Short exercise:
Render every line of the material below as a Markdown table with two columns, Row and Line. Number the rows and omit blank lines.

<<<<

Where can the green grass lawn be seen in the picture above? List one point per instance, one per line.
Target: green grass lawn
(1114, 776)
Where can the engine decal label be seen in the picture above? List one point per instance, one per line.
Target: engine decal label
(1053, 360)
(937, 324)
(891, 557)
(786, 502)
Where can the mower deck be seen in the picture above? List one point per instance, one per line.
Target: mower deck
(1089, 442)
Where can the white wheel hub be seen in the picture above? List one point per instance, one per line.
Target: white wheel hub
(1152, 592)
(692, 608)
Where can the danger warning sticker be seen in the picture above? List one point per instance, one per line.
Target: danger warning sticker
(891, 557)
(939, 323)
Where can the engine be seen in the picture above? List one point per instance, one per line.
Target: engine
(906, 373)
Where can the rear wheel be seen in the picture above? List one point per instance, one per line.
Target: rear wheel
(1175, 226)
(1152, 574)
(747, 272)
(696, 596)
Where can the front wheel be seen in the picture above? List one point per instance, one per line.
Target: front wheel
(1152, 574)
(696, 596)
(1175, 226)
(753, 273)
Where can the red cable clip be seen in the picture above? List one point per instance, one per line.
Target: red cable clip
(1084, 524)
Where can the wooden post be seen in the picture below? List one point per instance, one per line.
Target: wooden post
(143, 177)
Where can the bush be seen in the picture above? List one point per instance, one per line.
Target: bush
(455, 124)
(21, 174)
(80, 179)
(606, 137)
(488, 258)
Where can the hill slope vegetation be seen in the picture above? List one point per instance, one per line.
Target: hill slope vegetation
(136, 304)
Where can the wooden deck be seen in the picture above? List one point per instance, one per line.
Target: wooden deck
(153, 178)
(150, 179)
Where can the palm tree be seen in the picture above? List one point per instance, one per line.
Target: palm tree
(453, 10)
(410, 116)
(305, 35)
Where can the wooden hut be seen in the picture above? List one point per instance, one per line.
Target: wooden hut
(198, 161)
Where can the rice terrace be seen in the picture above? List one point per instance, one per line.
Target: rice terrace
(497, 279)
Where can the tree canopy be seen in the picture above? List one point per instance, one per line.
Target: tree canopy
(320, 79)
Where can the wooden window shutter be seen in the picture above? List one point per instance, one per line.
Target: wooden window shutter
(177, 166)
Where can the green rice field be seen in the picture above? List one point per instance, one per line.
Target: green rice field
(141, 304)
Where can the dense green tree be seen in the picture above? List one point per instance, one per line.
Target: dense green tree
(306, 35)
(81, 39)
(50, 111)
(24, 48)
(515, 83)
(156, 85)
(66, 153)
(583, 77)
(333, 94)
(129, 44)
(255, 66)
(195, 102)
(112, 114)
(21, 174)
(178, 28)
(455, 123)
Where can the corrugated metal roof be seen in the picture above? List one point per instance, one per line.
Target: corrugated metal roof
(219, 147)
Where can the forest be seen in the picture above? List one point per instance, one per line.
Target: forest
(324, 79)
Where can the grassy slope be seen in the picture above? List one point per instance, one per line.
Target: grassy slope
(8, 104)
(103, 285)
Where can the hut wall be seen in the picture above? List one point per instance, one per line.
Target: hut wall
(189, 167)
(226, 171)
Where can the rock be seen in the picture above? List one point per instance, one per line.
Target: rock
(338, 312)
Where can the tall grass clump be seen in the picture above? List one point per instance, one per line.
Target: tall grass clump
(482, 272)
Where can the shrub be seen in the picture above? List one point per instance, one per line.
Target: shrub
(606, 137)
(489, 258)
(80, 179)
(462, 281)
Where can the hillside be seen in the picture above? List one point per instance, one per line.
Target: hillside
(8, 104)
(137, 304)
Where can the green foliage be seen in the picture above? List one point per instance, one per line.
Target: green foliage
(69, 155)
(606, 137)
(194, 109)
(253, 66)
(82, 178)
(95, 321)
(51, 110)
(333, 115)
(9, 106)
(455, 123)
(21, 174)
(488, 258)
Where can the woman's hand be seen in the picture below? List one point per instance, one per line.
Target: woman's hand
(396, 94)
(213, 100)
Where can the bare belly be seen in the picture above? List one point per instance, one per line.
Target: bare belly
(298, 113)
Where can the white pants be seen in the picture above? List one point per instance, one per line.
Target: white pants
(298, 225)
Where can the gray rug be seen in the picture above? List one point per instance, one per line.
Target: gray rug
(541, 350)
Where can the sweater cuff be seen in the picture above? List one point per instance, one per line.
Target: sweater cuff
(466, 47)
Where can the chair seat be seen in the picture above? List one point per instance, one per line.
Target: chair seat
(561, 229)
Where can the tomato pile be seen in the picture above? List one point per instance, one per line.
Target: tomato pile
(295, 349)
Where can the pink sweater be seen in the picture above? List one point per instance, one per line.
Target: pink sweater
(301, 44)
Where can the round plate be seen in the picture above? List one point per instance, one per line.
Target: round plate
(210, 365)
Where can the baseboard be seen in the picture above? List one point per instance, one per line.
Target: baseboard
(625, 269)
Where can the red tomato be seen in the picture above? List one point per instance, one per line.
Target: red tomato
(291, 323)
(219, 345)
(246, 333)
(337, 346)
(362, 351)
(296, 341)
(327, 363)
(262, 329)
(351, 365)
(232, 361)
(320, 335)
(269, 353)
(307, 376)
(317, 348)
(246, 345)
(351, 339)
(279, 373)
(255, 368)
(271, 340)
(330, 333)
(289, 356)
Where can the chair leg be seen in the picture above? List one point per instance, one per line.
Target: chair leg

>>>>

Result of this exercise:
| Row | Line |
|---|---|
| 1 | Where can the green grass lawn be seen in the picture above? List one point per instance, one per line. |
| 2 | Target: green grass lawn |
| 3 | (1114, 776) |
| 4 | Where can the engine decal label be seen in the picture above? List one point per instance, one per line. |
| 5 | Target: engine decal label |
| 6 | (1053, 360) |
| 7 | (937, 324) |
| 8 | (891, 557) |
| 9 | (786, 502) |
| 10 | Where can the mower deck be seen in the picture above? List one point per instance, one per line. |
| 11 | Target: mower deck |
| 12 | (1089, 442) |
| 13 | Where can the white wheel hub be seen in the picture above? List one point per instance, one per line. |
| 14 | Target: white wheel hub |
| 15 | (1152, 592) |
| 16 | (692, 608) |
| 17 | Where can the danger warning sticker be seen in the picture above? List one point per instance, one per line. |
| 18 | Target: danger warning sticker |
| 19 | (891, 557) |
| 20 | (939, 323) |
| 21 | Where can the engine be seen in the picture above? List one point per instance, one per line. |
| 22 | Target: engine |
| 23 | (906, 373) |
| 24 | Where can the rear wheel be seen in the picture above? List one point per instance, one per line. |
| 25 | Target: rear wheel |
| 26 | (1175, 226) |
| 27 | (1152, 574) |
| 28 | (747, 272) |
| 29 | (696, 596) |
| 30 | Where can the front wheel be seen in the picture above? List one point per instance, one per line. |
| 31 | Target: front wheel |
| 32 | (1152, 574) |
| 33 | (696, 596) |
| 34 | (1175, 226) |
| 35 | (753, 273) |
| 36 | Where can the red cable clip be seen in the picture above? List one point per instance, one per line. |
| 37 | Target: red cable clip |
| 38 | (1084, 524) |
| 39 | Where can the wooden post be seen in the picture below? List one point per instance, one per line. |
| 40 | Target: wooden post |
| 41 | (143, 177) |
| 42 | Where can the bush be seen in the picture above? List one point per instance, one per line. |
| 43 | Target: bush |
| 44 | (455, 124) |
| 45 | (21, 174) |
| 46 | (80, 179) |
| 47 | (606, 137) |
| 48 | (488, 258) |
| 49 | Where can the hill slope vegetation be seen in the picture above? List one point per instance, one per line. |
| 50 | Target: hill slope vegetation |
| 51 | (136, 304) |
| 52 | Where can the wooden deck be seen in the picture above? List one point per instance, one per line. |
| 53 | Target: wooden deck |
| 54 | (153, 178) |
| 55 | (150, 179) |
| 56 | Where can the palm tree be seen in the picture above? List one point per instance, one per line. |
| 57 | Target: palm tree |
| 58 | (453, 10) |
| 59 | (410, 116) |
| 60 | (305, 35) |
| 61 | Where can the wooden hut be seen in the picture above? List one point per instance, one per line. |
| 62 | Target: wooden hut |
| 63 | (198, 161) |
| 64 | Where can the rice terrace be seen in the picture above? List one point per instance, one per line. |
| 65 | Target: rice terrace |
| 66 | (497, 279) |
| 67 | Where can the tree canopy be seen in the picture above? List one point per instance, one per line. |
| 68 | Target: tree canopy |
| 69 | (320, 79) |
| 70 | Where can the wooden window shutter be seen in the picture above? List one point per instance, one per line. |
| 71 | Target: wooden window shutter |
| 72 | (177, 166) |
| 73 | Where can the green rice field be seen in the picture above? List one point per instance, one per line. |
| 74 | Target: green rice field |
| 75 | (141, 304) |
| 76 | Where can the dense green tree be seen in the picture above? List one point per instance, one per line. |
| 77 | Target: dense green tree |
| 78 | (306, 35) |
| 79 | (81, 39) |
| 80 | (50, 111) |
| 81 | (24, 48) |
| 82 | (515, 83) |
| 83 | (156, 85) |
| 84 | (66, 153) |
| 85 | (583, 77) |
| 86 | (333, 94) |
| 87 | (129, 44) |
| 88 | (255, 66) |
| 89 | (195, 102) |
| 90 | (112, 114) |
| 91 | (21, 174) |
| 92 | (178, 28) |
| 93 | (455, 123) |
| 94 | Where can the corrugated metal roof be seen in the picture above? List one point per instance, one per line. |
| 95 | Target: corrugated metal roof |
| 96 | (219, 147) |
| 97 | Where can the forest be seen in the picture above? List one point per instance, one per line. |
| 98 | Target: forest |
| 99 | (324, 79) |
| 100 | Where can the grassy slope be seen in the picture above? List one point per instance, one per line. |
| 101 | Target: grassy slope |
| 102 | (8, 104) |
| 103 | (103, 285) |
| 104 | Where can the hut wall be seen in the picture above? List one point per instance, one per line. |
| 105 | Target: hut wall |
| 106 | (189, 167) |
| 107 | (226, 171) |
| 108 | Where can the rock be seen in the picture above? List one point per instance, one per line. |
| 109 | Target: rock |
| 110 | (338, 312) |
| 111 | Where can the tall grass clump be seen in the picture above? List one point per instance, one per line. |
| 112 | Target: tall grass clump |
| 113 | (482, 272) |
| 114 | Where can the shrub be seen in the picture above? List one point per instance, one per line. |
| 115 | Target: shrub |
| 116 | (606, 137) |
| 117 | (489, 258) |
| 118 | (80, 179) |
| 119 | (462, 281) |
| 120 | Where can the hillside be seen in the picture above? List one point per instance, one per line. |
| 121 | Target: hillside |
| 122 | (8, 104) |
| 123 | (137, 304) |
| 124 | Where can the green foliage be seen in the picture above? List one point per instance, one per line. |
| 125 | Target: green foliage |
| 126 | (69, 155) |
| 127 | (606, 137) |
| 128 | (194, 109) |
| 129 | (253, 66) |
| 130 | (82, 178) |
| 131 | (95, 321) |
| 132 | (51, 110) |
| 133 | (333, 115) |
| 134 | (9, 106) |
| 135 | (455, 123) |
| 136 | (21, 174) |
| 137 | (488, 258) |
| 138 | Where can the woman's hand be seen in the picture below? List one point per instance, one per line. |
| 139 | Target: woman's hand |
| 140 | (396, 94) |
| 141 | (213, 100) |
| 142 | Where can the bare belly be seen in the picture above? List one point per instance, one per line. |
| 143 | Target: bare belly |
| 144 | (298, 113) |
| 145 | Where can the white pants be seen in the picture above? List one point per instance, one per line. |
| 146 | Target: white pants |
| 147 | (298, 225) |
| 148 | Where can the gray rug be seen in the picture above? List one point per instance, one per line. |
| 149 | Target: gray rug |
| 150 | (541, 350) |
| 151 | Where can the sweater cuff be seen in the picture above? List one point per instance, one per line. |
| 152 | Target: sweater cuff |
| 153 | (466, 47) |
| 154 | Where can the chair seat be seen in the picture above? List one point per instance, one per line. |
| 155 | Target: chair seat |
| 156 | (561, 229) |
| 157 | Where can the tomato pile be seen in the picture above? List one point per instance, one per line. |
| 158 | Target: tomato pile |
| 159 | (295, 349) |
| 160 | Where can the pink sweater be seen in the picture above? List one point per instance, one per line. |
| 161 | Target: pink sweater |
| 162 | (301, 44) |
| 163 | Where can the round plate be seen in the picture above? List one point per instance, one per line. |
| 164 | Target: round plate |
| 165 | (210, 365) |
| 166 | Where can the baseboard be seen in the picture above? List one point per instance, one per line. |
| 167 | Target: baseboard |
| 168 | (625, 269) |
| 169 | Where can the red tomato be seen in the picture above? List one point per instance, one per line. |
| 170 | Target: red tomato |
| 171 | (291, 323) |
| 172 | (219, 345) |
| 173 | (246, 333) |
| 174 | (337, 346) |
| 175 | (362, 351) |
| 176 | (296, 341) |
| 177 | (327, 363) |
| 178 | (262, 329) |
| 179 | (351, 365) |
| 180 | (232, 361) |
| 181 | (320, 335) |
| 182 | (269, 353) |
| 183 | (307, 376) |
| 184 | (317, 348) |
| 185 | (246, 345) |
| 186 | (351, 339) |
| 187 | (279, 373) |
| 188 | (255, 368) |
| 189 | (271, 340) |
| 190 | (330, 333) |
| 191 | (289, 356) |
| 192 | Where can the chair leg be seen in the picture above? List one point per instance, one per line. |
| 193 | Target: chair leg |